◆ TEXT EXCERPT:
- DVD cover.
- Starring: Gabriel Macht; Rick Hoffman; Sarah Rafferty; Amanda Schull; Dulé Hill; Katherine Heigl;
- No. of episodes: 16

Release
- Original network: USA Network
- Original release: July 18, 2018 – February 27, 2019

Season chronology
- ← Previous Season 7 Next → Season 9

= Suits season 8 =

The eighth season of the American legal drama Suits was ordered on January 30, 2018, and began airing on USA Network in the United States July 18, 2018.

The season saw extensive cast changes with the departures of Patrick J. Adams (Mike Ross), Meghan Markle (Rachel Zane), and Gina Torres (Jessica Pearson) at the conclusion of the previous season. Previously recurring guest stars Amanda Schull (Katrina Bennett) and Dulé Hill (Alex Williams) were promoted to series regulars, while Katherine Heigl joined the main cast as senior partner Samantha Wheeler.

The second half of the season premiered on January 23, 2019.

◆ DATASET CONTENT:
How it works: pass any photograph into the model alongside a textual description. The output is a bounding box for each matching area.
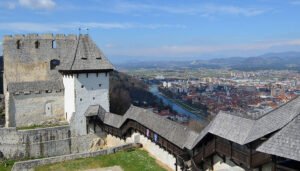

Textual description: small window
[34,41,40,49]
[16,40,21,49]
[50,59,60,70]
[52,40,56,49]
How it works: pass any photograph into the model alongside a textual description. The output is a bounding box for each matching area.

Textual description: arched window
[34,41,40,49]
[16,40,21,49]
[52,40,56,49]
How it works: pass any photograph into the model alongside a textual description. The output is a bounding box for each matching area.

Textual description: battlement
[3,34,78,42]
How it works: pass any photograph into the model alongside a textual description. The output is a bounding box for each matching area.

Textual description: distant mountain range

◆ EXERCISE DETAILS: Reproduce the passage of the Suits season 8 text from "The eighth season" up to and including "July 18, 2018.".

◆ SOLUTION TO THIS TASK:
The eighth season of the American legal drama Suits was ordered on January 30, 2018, and began airing on USA Network in the United States July 18, 2018.